** STATED TASK **
Copy everything from the line containing "Keypoint guideline: for each instance of the green tree" down to the last of the lines below, changing each "dot" to "mark" and keeping everything else as it is.
— start of STORED RECORDS —
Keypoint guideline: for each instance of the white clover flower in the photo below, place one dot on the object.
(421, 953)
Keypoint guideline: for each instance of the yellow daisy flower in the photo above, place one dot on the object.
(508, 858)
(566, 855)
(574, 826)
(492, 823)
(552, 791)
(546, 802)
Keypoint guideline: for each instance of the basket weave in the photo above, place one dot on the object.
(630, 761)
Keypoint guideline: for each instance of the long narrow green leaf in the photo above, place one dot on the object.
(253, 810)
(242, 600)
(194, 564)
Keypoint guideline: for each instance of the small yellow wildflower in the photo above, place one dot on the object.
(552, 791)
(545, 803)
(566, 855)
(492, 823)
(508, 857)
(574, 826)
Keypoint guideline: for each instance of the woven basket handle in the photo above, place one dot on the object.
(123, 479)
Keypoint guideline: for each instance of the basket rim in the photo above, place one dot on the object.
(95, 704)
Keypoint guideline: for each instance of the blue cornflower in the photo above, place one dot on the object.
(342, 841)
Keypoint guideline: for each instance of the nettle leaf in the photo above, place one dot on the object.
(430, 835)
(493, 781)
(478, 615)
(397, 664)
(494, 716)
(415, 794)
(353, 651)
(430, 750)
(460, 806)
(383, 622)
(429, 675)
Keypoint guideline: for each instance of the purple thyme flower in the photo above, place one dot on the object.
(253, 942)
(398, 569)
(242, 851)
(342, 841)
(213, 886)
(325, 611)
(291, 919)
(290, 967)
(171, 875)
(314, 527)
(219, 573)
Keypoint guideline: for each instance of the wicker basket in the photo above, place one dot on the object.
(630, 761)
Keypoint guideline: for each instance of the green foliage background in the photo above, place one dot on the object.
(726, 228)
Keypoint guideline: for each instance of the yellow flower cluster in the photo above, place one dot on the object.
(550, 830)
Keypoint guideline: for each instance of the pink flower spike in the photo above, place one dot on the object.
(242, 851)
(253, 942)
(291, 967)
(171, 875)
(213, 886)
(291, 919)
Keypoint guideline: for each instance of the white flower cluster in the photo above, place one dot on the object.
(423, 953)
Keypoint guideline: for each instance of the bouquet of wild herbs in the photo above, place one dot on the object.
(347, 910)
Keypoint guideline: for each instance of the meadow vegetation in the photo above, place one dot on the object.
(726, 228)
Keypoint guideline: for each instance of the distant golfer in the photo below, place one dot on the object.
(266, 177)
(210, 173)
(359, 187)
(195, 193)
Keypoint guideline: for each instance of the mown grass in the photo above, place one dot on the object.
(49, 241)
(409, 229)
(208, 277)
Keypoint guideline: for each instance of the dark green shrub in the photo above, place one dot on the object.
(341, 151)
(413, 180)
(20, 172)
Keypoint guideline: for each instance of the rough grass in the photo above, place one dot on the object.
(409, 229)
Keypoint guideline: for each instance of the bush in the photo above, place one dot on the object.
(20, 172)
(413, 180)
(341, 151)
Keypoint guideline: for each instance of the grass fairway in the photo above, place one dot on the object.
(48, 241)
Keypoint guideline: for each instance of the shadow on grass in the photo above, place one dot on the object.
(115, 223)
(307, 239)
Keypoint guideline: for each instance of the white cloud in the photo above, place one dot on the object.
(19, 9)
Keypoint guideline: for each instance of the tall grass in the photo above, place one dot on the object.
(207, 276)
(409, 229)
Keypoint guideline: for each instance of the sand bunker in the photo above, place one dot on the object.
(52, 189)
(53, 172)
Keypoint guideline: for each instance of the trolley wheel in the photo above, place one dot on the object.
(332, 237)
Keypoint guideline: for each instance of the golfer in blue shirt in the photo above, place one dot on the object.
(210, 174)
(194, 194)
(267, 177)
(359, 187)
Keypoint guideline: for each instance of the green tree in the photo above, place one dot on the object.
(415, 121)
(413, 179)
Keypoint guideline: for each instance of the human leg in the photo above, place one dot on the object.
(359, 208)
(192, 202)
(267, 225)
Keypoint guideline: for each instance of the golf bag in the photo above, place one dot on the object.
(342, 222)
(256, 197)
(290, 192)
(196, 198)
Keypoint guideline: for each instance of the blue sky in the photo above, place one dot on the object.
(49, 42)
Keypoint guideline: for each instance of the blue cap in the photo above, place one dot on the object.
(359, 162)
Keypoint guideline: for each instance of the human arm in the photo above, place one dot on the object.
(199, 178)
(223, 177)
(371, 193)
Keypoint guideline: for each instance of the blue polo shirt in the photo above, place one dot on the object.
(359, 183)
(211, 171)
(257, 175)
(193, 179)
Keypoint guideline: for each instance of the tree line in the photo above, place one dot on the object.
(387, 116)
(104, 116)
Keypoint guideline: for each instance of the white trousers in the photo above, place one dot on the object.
— end of STORED RECORDS —
** RESULT BELOW **
Keypoint guideline: for each instance of the green tree in the photo above, place one mark on the object.
(415, 121)
(413, 179)
Keypoint guideline: for each instance of the human leg in the photo above, place one mark on the object.
(359, 208)
(192, 202)
(267, 225)
Keypoint guideline: for each instance of the golf bag in the photo above, place one mark on the object.
(342, 222)
(256, 197)
(290, 192)
(196, 198)
Keypoint guideline: for each instance of the blue sky in the photo above, place one mark on the object.
(49, 42)
Keypoint guideline: for each instance of the blue cap in the photo above, place one mark on the object.
(359, 162)
Keypoint guideline: for each instance of the human arm in the photo above, place one mark on the object.
(199, 178)
(223, 177)
(371, 193)
Keypoint guideline: for each instance of the blue polo shirt in the photo above, place one mark on the object.
(359, 183)
(211, 171)
(257, 175)
(193, 179)
Keypoint guideline: for each instance of the tree line in the photo above, place one mark on the object.
(387, 116)
(104, 116)
Keypoint guideline: for each instance of the white trousers in the photo above, place one mark on the object.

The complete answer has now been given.